** Instructions for the task **
From the entries below, gather every line containing the string "order".

** Excerpted data **

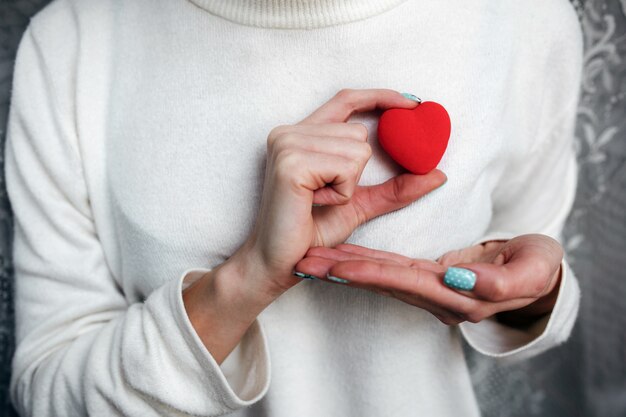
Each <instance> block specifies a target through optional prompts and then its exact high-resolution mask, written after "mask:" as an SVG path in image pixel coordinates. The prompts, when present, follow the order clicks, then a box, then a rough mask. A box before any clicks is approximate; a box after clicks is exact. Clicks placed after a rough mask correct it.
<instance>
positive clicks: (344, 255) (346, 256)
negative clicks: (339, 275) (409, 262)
mask: <svg viewBox="0 0 626 417" xmlns="http://www.w3.org/2000/svg"><path fill="white" fill-rule="evenodd" d="M342 246H346V245H338V246H336V247H335V248H326V247H323V246H317V247H314V248H311V249H309V250H308V251H307V253H306V255H305V257H313V256H316V257H321V258H327V259H332V260H335V261H337V262H341V261H379V262H387V263H395V264H397V263H398V262H397V261H396V260H395V259H392V258H375V257H371V256H368V255H364V254H357V253H353V252H347V251H344V250H342V249H340V247H342ZM350 246H352V245H350ZM363 249H365V248H363ZM398 257H401V255H398ZM404 265H408V263H406V262H405V263H404Z"/></svg>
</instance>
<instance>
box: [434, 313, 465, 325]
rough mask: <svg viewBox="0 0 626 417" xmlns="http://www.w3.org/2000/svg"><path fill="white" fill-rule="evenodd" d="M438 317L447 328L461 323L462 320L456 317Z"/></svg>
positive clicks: (439, 316) (448, 316)
mask: <svg viewBox="0 0 626 417" xmlns="http://www.w3.org/2000/svg"><path fill="white" fill-rule="evenodd" d="M435 317H437V319H439V321H440V322H442V323H443V324H445V325H446V326H455V325H457V324H459V323H461V321H462V320H460V319H458V318H455V317H451V316H439V315H438V316H435Z"/></svg>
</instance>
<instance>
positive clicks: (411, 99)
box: [402, 93, 422, 103]
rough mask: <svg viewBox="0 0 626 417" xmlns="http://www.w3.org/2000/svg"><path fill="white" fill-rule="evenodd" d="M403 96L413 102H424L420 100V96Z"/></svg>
mask: <svg viewBox="0 0 626 417" xmlns="http://www.w3.org/2000/svg"><path fill="white" fill-rule="evenodd" d="M402 96H403V97H404V98H408V99H409V100H413V101H417V102H418V103H421V102H422V99H421V98H419V97H418V96H416V95H415V94H411V93H402Z"/></svg>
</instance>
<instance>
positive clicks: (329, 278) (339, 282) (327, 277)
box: [326, 274, 350, 284]
mask: <svg viewBox="0 0 626 417" xmlns="http://www.w3.org/2000/svg"><path fill="white" fill-rule="evenodd" d="M326 278H328V279H329V280H331V281H333V282H338V283H339V284H347V283H349V282H350V281H348V280H347V279H343V278H339V277H334V276H332V275H328V274H327V275H326Z"/></svg>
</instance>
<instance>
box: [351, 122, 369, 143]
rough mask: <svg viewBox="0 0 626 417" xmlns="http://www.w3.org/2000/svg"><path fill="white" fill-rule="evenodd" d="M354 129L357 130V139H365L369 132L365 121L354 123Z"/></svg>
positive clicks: (352, 125)
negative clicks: (365, 125) (367, 129)
mask: <svg viewBox="0 0 626 417" xmlns="http://www.w3.org/2000/svg"><path fill="white" fill-rule="evenodd" d="M352 126H353V129H354V131H355V136H356V137H357V139H362V140H365V139H367V136H368V134H369V132H368V130H367V127H366V126H365V125H364V124H363V123H353V124H352Z"/></svg>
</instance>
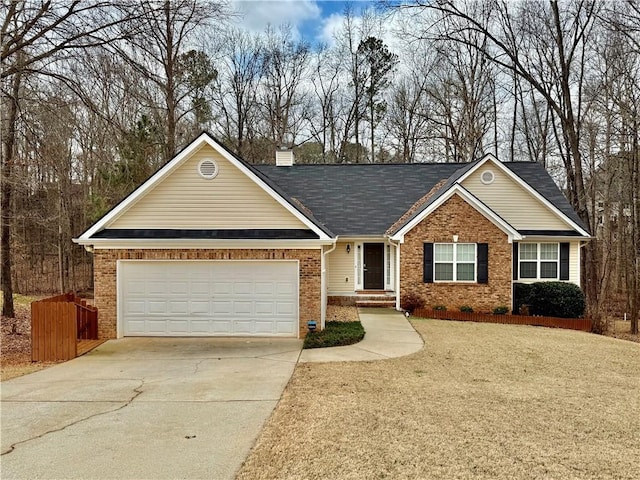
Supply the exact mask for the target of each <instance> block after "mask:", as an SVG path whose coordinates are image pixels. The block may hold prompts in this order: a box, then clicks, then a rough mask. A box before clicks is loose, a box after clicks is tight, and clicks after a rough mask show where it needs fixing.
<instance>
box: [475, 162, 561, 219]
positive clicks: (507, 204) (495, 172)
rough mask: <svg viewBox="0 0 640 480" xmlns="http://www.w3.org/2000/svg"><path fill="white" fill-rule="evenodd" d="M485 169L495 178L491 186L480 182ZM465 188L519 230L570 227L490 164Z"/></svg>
mask: <svg viewBox="0 0 640 480" xmlns="http://www.w3.org/2000/svg"><path fill="white" fill-rule="evenodd" d="M485 170H491V171H492V172H493V174H494V175H495V180H494V181H493V183H491V184H489V185H485V184H484V183H482V181H481V180H480V176H481V175H482V172H484V171H485ZM462 186H463V187H464V188H466V189H467V190H469V191H470V192H471V193H472V194H473V195H475V196H476V197H478V198H479V199H480V200H481V201H482V202H483V203H485V204H486V205H487V206H488V207H489V208H491V209H492V210H493V211H494V212H496V213H497V214H498V215H500V216H501V217H502V218H504V219H505V220H506V221H507V222H509V224H511V225H512V226H513V227H515V228H516V229H518V230H520V229H523V230H566V229H568V228H570V227H569V226H568V225H567V224H566V223H565V222H563V221H562V220H560V219H559V218H558V216H557V215H556V214H555V213H554V212H552V211H551V210H550V209H549V208H547V207H546V206H545V205H544V204H542V203H541V202H539V201H538V200H537V199H536V198H534V197H533V196H532V195H531V194H530V193H529V192H527V191H526V190H525V189H524V188H522V187H521V186H520V185H518V184H517V183H516V182H514V181H513V180H512V179H511V178H509V177H508V176H507V175H505V174H504V173H503V172H502V171H500V170H498V169H497V168H495V167H494V166H493V165H491V163H487V164H486V165H484V166H481V167H480V168H479V169H478V170H476V171H475V172H474V173H473V174H472V175H470V176H469V177H468V178H467V179H465V180H464V182H462Z"/></svg>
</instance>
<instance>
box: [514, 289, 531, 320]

** Exercise response **
Each <instance> block specifies a target through optional prompts and then its exact high-resolution mask, written after "mask:" as an SVG path in image pixel coordinates. The prompts, when present, follow the order clicks, then a box, then a rough mask. A box before any clicks is approximate; a box after clicks is exact. Clicks placed after a rough mask correct it.
Supply the exact mask for the target of each <instance> block after "mask:", as an SVG path whose coordinates are image pixels. The block may hold prompts in this order: a box, then clicks, then a rough mask. A box before clicks is loose, a box after clicks is tight, and clicks after a rough mask show where it needs fixing.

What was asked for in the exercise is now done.